● **The problem**:
Convert every line of the data below into a two-column Markdown table headed "Row" and "Line," numbering the lines in order and omitting any blank lines.

[Object detection data]
[start]

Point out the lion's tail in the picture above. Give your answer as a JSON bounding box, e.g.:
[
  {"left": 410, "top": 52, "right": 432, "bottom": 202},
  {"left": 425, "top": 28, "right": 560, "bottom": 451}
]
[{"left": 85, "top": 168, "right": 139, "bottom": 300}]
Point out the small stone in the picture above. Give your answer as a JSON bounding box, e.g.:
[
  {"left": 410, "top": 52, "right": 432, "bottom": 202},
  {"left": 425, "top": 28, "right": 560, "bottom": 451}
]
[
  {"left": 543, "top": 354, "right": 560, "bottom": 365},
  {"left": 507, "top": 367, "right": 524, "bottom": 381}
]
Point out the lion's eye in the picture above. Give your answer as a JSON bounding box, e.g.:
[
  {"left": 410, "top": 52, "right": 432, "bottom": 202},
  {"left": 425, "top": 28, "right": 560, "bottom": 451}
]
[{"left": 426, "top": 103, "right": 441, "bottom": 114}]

[end]

● **Solved problem**:
| Row | Line |
|---|---|
| 1 | Point out the lion's tail in the picture above. Give your answer as a JSON bounding box, e.g.: |
| 2 | [ |
| 3 |   {"left": 410, "top": 52, "right": 432, "bottom": 202}, |
| 4 |   {"left": 425, "top": 28, "right": 560, "bottom": 451} |
| 5 | ] |
| 6 | [{"left": 85, "top": 168, "right": 139, "bottom": 300}] |
| 7 | Point out the small stone in the picture above. Give your answer as a JSON bounding box, e.g.: |
| 8 | [ |
| 9 |   {"left": 410, "top": 52, "right": 432, "bottom": 202}, |
| 10 |   {"left": 425, "top": 28, "right": 560, "bottom": 451} |
| 11 | ] |
| 12 | [ |
| 13 |   {"left": 543, "top": 354, "right": 560, "bottom": 365}, |
| 14 |   {"left": 507, "top": 367, "right": 524, "bottom": 381} |
| 15 | ] |
| 16 | Point out the lion's eye in the picture above. Give your answer as a JSON bounding box, e.g.: |
| 17 | [ |
| 18 |   {"left": 410, "top": 52, "right": 432, "bottom": 202}, |
| 19 |   {"left": 425, "top": 28, "right": 560, "bottom": 451} |
| 20 | ] |
| 21 | [{"left": 426, "top": 103, "right": 441, "bottom": 114}] |